Well all this depends on how you write the summation. Just note that
int32+int32+int32+int32+int32+int32+int32+int32
could be written as
((int32+int32)+(int32+int32))+((int32+int32)+(int32+int32))
and in this case has type int35 instead of int39.
This is where maybe expression templates could help.
> There is also another template trick that allows resulting type to be at
> least as big as each of the operands:
>
> template<int N, int M>
> big_int<(N>M?N:M)> add(const big_int<N>& a, const big_int<M>& b) {
> big_int<(N>M?N:M)> result;
> // Implementation follows.
> return result;
> }
> I used this approach for my personal fixed int routines.
>
> The main point of a fixed integer type is its performance. It allows user
> to write complex math formulas without thinking about slow memory
> allocations.
I agree. My library doesn't provide arbitrary ranges, so at the end I
need to fix a bound. What is the result type of operator+ on this upper
bound range? Currently the compiler fails. I will explore your idea to
saturate the result range to this upper bound. Note that operator+= do
already something similar in my library, but the user needs to know
which has the larger range.

◇ ◇ ◇

Stated goal A:
Edit the listing from its beginning through the line holding "point(207, 396)", inclusive, so that "innermost" becomes "central" and nothing else changes. Leave out the pictures.
Stated goal B:
Proceed with the exchange about result types for fixed-range integer addition, picking up after its last sentence.

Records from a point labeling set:
◇ ◇ ◇

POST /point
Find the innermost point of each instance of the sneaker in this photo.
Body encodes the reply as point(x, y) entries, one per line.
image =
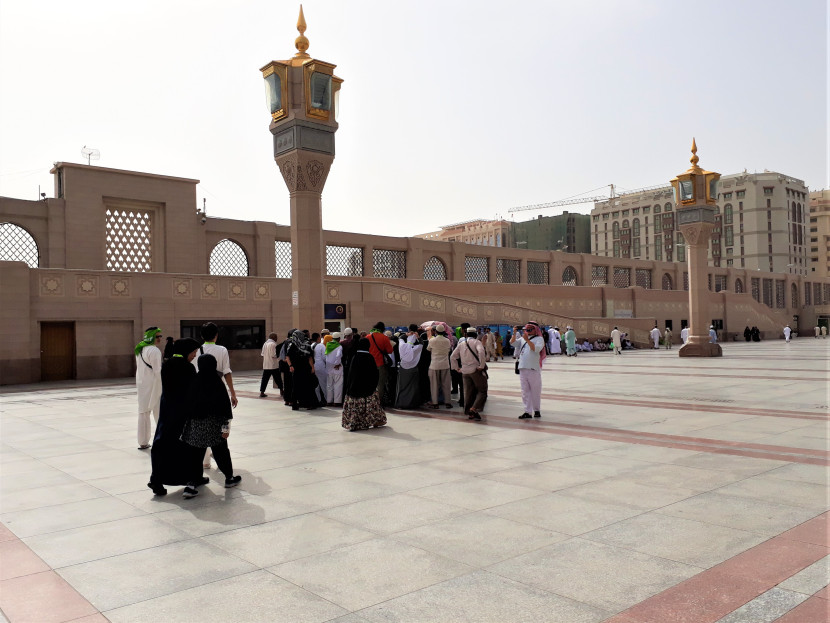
point(157, 489)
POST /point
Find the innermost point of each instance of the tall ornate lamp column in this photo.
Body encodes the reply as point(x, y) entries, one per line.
point(696, 197)
point(301, 94)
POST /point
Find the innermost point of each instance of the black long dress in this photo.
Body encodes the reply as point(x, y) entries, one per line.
point(172, 459)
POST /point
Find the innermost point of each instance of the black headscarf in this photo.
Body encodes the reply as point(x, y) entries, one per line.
point(363, 373)
point(207, 396)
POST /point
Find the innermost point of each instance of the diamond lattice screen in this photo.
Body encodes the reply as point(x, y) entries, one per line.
point(228, 259)
point(622, 277)
point(475, 269)
point(17, 245)
point(599, 276)
point(129, 240)
point(389, 264)
point(538, 273)
point(434, 270)
point(507, 271)
point(282, 259)
point(643, 277)
point(344, 261)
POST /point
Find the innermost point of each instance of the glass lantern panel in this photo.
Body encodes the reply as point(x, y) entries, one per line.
point(320, 91)
point(273, 93)
point(686, 190)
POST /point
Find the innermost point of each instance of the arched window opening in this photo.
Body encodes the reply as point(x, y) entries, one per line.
point(229, 259)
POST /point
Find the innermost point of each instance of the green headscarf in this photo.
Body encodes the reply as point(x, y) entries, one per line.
point(149, 339)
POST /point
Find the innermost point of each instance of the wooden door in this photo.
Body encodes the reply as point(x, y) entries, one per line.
point(57, 351)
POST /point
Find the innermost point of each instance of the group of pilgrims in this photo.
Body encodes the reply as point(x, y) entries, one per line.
point(193, 410)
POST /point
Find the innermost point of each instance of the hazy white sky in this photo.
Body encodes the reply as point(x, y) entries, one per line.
point(450, 110)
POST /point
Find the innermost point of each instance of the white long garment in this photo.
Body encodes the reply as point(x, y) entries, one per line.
point(148, 380)
point(655, 336)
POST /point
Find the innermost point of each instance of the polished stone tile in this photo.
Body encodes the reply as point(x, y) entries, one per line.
point(482, 597)
point(249, 598)
point(66, 516)
point(368, 573)
point(581, 570)
point(126, 579)
point(70, 547)
point(276, 542)
point(478, 539)
point(560, 512)
point(682, 540)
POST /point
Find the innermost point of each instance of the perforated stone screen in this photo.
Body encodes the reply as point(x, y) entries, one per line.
point(228, 259)
point(389, 264)
point(129, 240)
point(434, 270)
point(599, 276)
point(475, 269)
point(282, 259)
point(17, 245)
point(643, 277)
point(622, 277)
point(538, 273)
point(507, 271)
point(344, 261)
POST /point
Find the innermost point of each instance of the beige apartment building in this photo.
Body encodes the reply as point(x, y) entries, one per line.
point(820, 233)
point(761, 224)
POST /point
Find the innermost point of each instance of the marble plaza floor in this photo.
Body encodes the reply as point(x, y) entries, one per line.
point(653, 490)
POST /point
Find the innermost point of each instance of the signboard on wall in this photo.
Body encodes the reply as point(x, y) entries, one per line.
point(334, 311)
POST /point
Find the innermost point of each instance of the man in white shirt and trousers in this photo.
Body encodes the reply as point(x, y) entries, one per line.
point(655, 336)
point(148, 383)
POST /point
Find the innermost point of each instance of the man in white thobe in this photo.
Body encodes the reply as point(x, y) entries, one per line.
point(148, 383)
point(616, 340)
point(655, 336)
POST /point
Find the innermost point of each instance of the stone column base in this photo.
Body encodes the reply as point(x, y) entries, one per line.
point(700, 350)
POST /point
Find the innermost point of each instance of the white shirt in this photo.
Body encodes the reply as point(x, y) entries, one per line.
point(529, 359)
point(270, 361)
point(223, 360)
point(410, 352)
point(147, 380)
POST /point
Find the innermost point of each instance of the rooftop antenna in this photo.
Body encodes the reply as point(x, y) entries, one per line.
point(90, 154)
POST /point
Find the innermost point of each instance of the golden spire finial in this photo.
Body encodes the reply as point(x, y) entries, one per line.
point(301, 42)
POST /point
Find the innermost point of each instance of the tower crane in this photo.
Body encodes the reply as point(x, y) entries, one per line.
point(563, 202)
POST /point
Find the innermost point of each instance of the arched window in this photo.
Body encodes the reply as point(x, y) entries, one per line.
point(228, 258)
point(18, 245)
point(434, 270)
point(569, 277)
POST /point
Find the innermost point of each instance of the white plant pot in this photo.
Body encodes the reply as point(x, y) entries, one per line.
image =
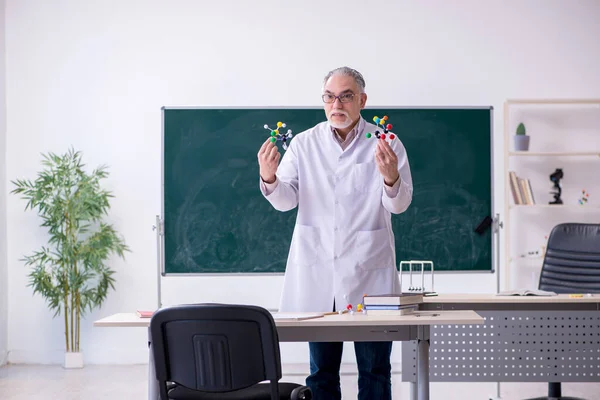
point(521, 142)
point(73, 360)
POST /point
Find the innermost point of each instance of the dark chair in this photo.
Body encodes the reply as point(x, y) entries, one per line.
point(219, 351)
point(571, 265)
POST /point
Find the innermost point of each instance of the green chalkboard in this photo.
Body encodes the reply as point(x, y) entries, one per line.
point(216, 220)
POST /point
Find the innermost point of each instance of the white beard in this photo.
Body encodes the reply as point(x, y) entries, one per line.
point(341, 125)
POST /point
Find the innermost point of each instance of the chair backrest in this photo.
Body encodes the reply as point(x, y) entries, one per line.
point(572, 260)
point(215, 347)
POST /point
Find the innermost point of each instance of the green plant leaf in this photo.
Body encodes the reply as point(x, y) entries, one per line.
point(71, 273)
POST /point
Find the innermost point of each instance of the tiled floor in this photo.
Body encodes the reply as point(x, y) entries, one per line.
point(37, 382)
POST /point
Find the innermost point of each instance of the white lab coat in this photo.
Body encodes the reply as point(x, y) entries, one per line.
point(343, 245)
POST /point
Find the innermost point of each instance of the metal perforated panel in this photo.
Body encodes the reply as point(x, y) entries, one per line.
point(530, 346)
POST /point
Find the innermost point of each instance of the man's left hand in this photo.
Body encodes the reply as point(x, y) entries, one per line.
point(387, 162)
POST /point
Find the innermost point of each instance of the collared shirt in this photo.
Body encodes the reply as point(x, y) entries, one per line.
point(344, 143)
point(391, 191)
point(343, 244)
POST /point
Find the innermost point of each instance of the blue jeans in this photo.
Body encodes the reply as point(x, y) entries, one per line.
point(374, 370)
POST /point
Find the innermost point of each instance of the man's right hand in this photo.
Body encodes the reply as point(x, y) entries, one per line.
point(268, 161)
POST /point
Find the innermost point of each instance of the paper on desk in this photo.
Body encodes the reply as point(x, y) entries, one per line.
point(298, 316)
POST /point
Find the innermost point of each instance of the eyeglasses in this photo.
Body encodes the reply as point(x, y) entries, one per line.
point(344, 98)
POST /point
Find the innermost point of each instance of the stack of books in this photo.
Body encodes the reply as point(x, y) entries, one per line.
point(392, 304)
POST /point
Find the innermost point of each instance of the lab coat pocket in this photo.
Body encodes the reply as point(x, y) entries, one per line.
point(306, 244)
point(366, 177)
point(373, 249)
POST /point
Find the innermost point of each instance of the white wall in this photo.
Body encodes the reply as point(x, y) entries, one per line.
point(95, 74)
point(3, 265)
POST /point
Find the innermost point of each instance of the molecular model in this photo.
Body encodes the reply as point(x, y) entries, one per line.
point(584, 197)
point(277, 136)
point(381, 122)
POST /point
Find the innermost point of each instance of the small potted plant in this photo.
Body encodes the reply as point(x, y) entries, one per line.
point(71, 272)
point(521, 138)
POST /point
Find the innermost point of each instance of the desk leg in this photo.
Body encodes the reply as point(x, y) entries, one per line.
point(413, 391)
point(423, 362)
point(153, 393)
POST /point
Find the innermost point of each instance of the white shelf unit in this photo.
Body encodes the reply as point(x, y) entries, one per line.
point(564, 133)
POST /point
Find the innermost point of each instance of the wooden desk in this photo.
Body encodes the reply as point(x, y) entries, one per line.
point(346, 327)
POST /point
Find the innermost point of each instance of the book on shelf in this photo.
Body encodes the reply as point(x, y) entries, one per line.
point(521, 190)
point(393, 299)
point(526, 292)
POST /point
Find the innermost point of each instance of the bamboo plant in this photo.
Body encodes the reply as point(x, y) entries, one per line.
point(72, 272)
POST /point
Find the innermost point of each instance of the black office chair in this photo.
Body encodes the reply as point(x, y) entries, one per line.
point(571, 265)
point(219, 351)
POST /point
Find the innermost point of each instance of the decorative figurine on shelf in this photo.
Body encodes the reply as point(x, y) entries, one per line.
point(555, 177)
point(584, 197)
point(277, 136)
point(382, 123)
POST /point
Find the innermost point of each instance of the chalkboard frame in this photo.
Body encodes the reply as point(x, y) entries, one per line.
point(159, 224)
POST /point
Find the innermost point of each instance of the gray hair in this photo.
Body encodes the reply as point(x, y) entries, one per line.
point(347, 71)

◇ ◇ ◇

Final result A:
POST /point
Find the central point of each instance of the sneaker in this photo.
Body encodes the reply as point(x, y) entries, one per line.
image =
point(157, 489)
POST /point
Find the central point of each instance of the tall ornate lamp column in this photo.
Body encodes the reply as point(x, y) entries, one per line.
point(696, 197)
point(301, 94)
POST /point
Find the central point of each instance of the black long dress in this photo.
Body encodes the reply as point(x, y) entries, one per line.
point(172, 459)
POST /point
Find the central point of each instance of the black headscarf in this photo.
Body encodes the reply as point(x, y) entries, one per line.
point(363, 373)
point(207, 396)

Final result B:
> I would say that users are responsible to ensure that fixed int doesn't
> overflow. If somebody is not satisfied with such behavior they could
> use big integer types with dynamic memory allocation.
I agree that the user must master overflow. This doesn't means that the
library can not help him to make the good decisions. My fixed_point
class has a overflow template parameter that the user can set to ignore
when is know that overflow can not occur. See example below.
I recognize that writing a loop summing 1000 int32 (when the result of
the operator+ grows is not so evident). The question is what would be
the range of the result.
fixed_point<32,0> v[1000];
fixed_point<range,0> sum;
// ...
for (int i=0; i<1000;++i)
sum+=v[i];
When the size of the vector is know at compile time range is around
log2(1000)+32 in this case. A library could provide a metafunction
giving the correct type as for example
accumulate<fixed_point<32,0>, 1000 /*times*>::type sum;
The problem with the previous code is that overflow will be check at
every addition. With the ignore overflow template parameter
std::array<fixed_point<32,0>,1000> v;
fixed_point<range,0,overflow::ignore> sum;
A less friendly function could also be used to request no overflow check
for (int i=0; i<1000;++i)
sum.add(no_overflow_check,v[i]);
Note that the library could check for overflow however in debug mode.
If the size of the collection is know only at runtime, you will need to
use a compile time size and overflow checking will manage the issue.
std::vector<fixed_point<32,0>> v;
fixed_point<64,0> sum;
// ...
for (int i=0; i<v.size();++i)
sum+=v[i];
I hope this answers to your argument against arithmetic operators
growing automatically the range of the result.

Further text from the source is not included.